▶ _Task item_
Word for word, return every record that follows.

(Entries provided Opens)

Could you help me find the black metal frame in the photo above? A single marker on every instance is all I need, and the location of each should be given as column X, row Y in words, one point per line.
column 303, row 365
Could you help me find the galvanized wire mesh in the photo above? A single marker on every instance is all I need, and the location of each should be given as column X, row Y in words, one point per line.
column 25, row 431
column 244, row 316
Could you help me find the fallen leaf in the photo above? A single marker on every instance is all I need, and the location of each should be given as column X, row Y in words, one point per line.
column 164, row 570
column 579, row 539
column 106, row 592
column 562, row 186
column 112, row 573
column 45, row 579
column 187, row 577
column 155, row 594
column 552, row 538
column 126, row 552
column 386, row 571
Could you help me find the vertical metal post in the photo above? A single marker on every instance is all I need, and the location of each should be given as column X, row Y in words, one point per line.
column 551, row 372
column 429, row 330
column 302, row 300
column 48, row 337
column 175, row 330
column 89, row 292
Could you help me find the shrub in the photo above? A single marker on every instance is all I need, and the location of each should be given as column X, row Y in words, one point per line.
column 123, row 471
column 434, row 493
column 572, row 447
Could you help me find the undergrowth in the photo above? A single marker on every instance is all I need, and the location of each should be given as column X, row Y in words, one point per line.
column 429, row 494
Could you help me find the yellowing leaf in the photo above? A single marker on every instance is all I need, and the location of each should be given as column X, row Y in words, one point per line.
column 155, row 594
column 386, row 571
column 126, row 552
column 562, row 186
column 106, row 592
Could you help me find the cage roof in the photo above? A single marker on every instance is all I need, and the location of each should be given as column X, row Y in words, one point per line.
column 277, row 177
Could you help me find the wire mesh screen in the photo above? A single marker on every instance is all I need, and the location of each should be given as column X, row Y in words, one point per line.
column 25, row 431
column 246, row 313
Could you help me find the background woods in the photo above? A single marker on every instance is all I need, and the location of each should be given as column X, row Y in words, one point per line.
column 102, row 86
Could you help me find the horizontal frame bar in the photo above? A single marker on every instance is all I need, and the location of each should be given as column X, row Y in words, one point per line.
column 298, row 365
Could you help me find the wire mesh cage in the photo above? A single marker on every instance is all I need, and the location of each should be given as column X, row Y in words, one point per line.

(Entries provided Closes)

▶ _Result of the exercise_
Could you help me find the black metal frame in the photo above? A single marker on every instance is all I need, and the location of each should be given as column X, row Y in words, one point per line.
column 303, row 365
Could you help me find the galvanized wire mesh in the photo above? A single marker on every instance is all I need, and the location of each should be given as column X, row Y in words, one point per line.
column 25, row 431
column 244, row 316
Could you help me find the fallen leaf in the photo above? A single marker on every instance is all I need, and the location of each should be given as column X, row Y in words, one point per line.
column 164, row 570
column 579, row 539
column 106, row 592
column 562, row 186
column 112, row 573
column 45, row 579
column 187, row 577
column 155, row 594
column 552, row 538
column 126, row 552
column 386, row 571
Could you help me find the vertical metal post in the photo above? A single marker on every instance is all I need, and the location of each should be given as column X, row Y in words, one point per line.
column 551, row 372
column 429, row 330
column 302, row 300
column 48, row 337
column 175, row 330
column 89, row 292
Could you help me find the shrub in the photo above? A single marker on every instance is all I need, and the location of each should be given as column X, row Y in words, one point per line.
column 123, row 471
column 434, row 493
column 572, row 447
Could you help me find the undergrowth in the photo above? A single marker on every instance is all I need, and the location of each should be given as column X, row Y in words, one point per line.
column 429, row 494
Could you help me find the yellowing leaf in the photo above? A single marker on every instance is all I need, and the location of each should be given as column X, row Y in words, one point per line.
column 155, row 594
column 386, row 571
column 126, row 552
column 562, row 186
column 106, row 592
Could you help me find the cage roof in the photo above? A single marker on every instance is all I need, and the location of each should be given as column X, row Y in words, one point per line.
column 277, row 177
Could you help me find the wire mesh screen in the photo above? A single marker on every instance is all I need, and the location of each should be given as column X, row Y in words, one point per line.
column 25, row 431
column 246, row 313
Could you help me find the background woods in the photo above? A single marker on every instance is all I need, and the location of each should be given as column X, row Y in words, one point per line.
column 102, row 86
Could you help me find the horizontal frame bar in the photo above? A single marker on every instance is all I need, and the location of each should be given as column X, row Y in words, one point per line.
column 298, row 365
Could you help me find the wire mesh cage in the photo above? A single marker on every instance is all I need, and the location of each should be given as column X, row Y in words, one point per line.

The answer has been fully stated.